*Exercise brief*
Nothing in the records may be dropped or altered when you repeat them.

*Entries taken from a collection*
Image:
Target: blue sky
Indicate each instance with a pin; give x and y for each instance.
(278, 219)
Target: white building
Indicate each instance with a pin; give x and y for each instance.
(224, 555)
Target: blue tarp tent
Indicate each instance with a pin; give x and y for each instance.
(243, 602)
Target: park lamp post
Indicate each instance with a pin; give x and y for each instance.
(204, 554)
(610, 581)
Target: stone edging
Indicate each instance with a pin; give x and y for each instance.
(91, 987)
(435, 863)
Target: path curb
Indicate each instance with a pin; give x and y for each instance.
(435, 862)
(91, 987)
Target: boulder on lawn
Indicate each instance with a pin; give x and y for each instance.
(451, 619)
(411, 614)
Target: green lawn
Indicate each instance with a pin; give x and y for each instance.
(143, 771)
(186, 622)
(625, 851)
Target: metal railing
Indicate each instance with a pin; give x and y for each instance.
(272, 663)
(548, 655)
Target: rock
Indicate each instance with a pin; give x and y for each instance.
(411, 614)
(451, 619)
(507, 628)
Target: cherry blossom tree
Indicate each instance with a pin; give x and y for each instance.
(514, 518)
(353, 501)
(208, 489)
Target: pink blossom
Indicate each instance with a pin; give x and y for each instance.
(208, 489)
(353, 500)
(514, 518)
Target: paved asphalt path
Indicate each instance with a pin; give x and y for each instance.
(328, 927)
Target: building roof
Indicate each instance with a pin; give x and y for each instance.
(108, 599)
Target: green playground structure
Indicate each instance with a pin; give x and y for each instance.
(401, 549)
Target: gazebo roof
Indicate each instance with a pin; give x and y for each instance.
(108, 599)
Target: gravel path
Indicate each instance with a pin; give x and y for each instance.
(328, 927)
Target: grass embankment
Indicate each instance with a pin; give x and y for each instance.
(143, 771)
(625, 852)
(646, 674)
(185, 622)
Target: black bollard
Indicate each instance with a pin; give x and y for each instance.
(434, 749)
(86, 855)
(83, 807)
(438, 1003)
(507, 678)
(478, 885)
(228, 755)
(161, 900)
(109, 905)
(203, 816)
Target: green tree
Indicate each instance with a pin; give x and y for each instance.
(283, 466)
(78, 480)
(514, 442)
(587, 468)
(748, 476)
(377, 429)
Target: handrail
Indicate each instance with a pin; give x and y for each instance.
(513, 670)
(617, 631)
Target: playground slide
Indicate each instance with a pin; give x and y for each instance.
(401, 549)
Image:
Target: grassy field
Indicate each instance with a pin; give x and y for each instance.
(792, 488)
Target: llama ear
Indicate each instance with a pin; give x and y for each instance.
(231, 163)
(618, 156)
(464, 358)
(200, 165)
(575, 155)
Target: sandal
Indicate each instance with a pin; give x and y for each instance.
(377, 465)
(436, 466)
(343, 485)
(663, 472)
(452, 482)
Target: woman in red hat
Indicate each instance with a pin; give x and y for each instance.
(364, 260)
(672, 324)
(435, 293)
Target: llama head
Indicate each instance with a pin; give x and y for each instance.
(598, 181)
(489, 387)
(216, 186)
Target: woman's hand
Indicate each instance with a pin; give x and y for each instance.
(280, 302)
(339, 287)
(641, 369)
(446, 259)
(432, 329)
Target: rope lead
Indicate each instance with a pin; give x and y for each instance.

*Response area*
Image:
Target: blue sky
Indicate each instance with a pin; give x and y for each instance.
(278, 219)
Target: white building
Indicate each instance with a pin; give x and y for each instance.
(224, 555)
Target: blue tarp tent
Indicate each instance with a pin; give x and y for each instance.
(243, 602)
Target: park lamp post
Indicate each instance with a pin; give x and y for each instance.
(204, 554)
(610, 581)
Target: stone edging
Indicate each instance with a pin; give x and y for each instance.
(91, 987)
(435, 863)
Target: path curb
Indicate each instance with a pin; give x and y for each instance.
(435, 862)
(91, 987)
Target: boulder on lawn
Indicate each instance with a pin; give x and y for each instance.
(451, 619)
(411, 614)
Target: green lawn
Indicate each instance with a pin; give x and y for each instance.
(143, 771)
(186, 622)
(625, 851)
Target: metal railing
Indicate each instance with a pin; give x and y for each instance.
(272, 663)
(548, 655)
Target: rock
Indicate each instance with a pin; give x and y for each instance.
(411, 614)
(451, 619)
(507, 628)
Target: cherry blossom tree
Indicate each instance with a pin; give x and y for each instance.
(514, 518)
(353, 501)
(208, 489)
Target: pink blossom
Indicate each instance with a pin; give x and y for each instance.
(208, 489)
(353, 500)
(514, 518)
Target: paved asphalt path
Indicate each instance with a pin; give x and y for each instance.
(328, 927)
Target: building roof
Indicate each instance with a pin; give x and y for each instance.
(108, 599)
Target: green playground structure
Indicate each instance with a pin; give x and y for each instance.
(401, 549)
Target: gazebo roof
Indicate each instance with a pin; give x and y for each instance.
(108, 599)
Target: gravel path
Indicate each instance with a pin; give x and y for each instance.
(328, 927)
Target: grass embankment
Indicate each instance with a pin; give x and y for each instance.
(143, 771)
(625, 852)
(646, 674)
(185, 622)
Target: black bollard
Indicate each instance with a pin; give x and y for each instance.
(434, 749)
(86, 855)
(83, 807)
(438, 1003)
(507, 678)
(478, 885)
(228, 755)
(161, 900)
(109, 905)
(203, 816)
Target: green tree
Indicate each instance with a pin; give x and y for each instance.
(283, 466)
(78, 480)
(514, 442)
(587, 468)
(748, 476)
(377, 429)
Target: handrail
Indicate each instance with a pin; give x and y for each instance.
(513, 670)
(617, 631)
Target: playground slide
Indicate each instance with a pin; give x and y for each instance.
(401, 549)
Image:
Target: grassy field
Indicate each instance with a pin; give x and y for each instance.
(792, 488)
Target: llama ear
Indicate each instance with a pin; give x and y for each instance.
(231, 163)
(618, 156)
(464, 358)
(200, 165)
(575, 155)
Target: sandal
Indicate each instance with a pin; give x and y for each instance.
(377, 465)
(436, 466)
(343, 485)
(663, 472)
(452, 482)
Target: woman in red hat
Indicate each instance with a pin; give x and y for each instance.
(364, 260)
(672, 324)
(435, 293)
Target: llama head
Indicate each instance with a pin; give x and y for each instance.
(598, 181)
(489, 387)
(216, 186)
Target: woman's hand
Indicate each instance with a pin; give x and y for each instance.
(280, 302)
(339, 287)
(641, 369)
(446, 259)
(432, 329)
Target: rope lead
Indicate each instance with a pin; give x and y for each instance.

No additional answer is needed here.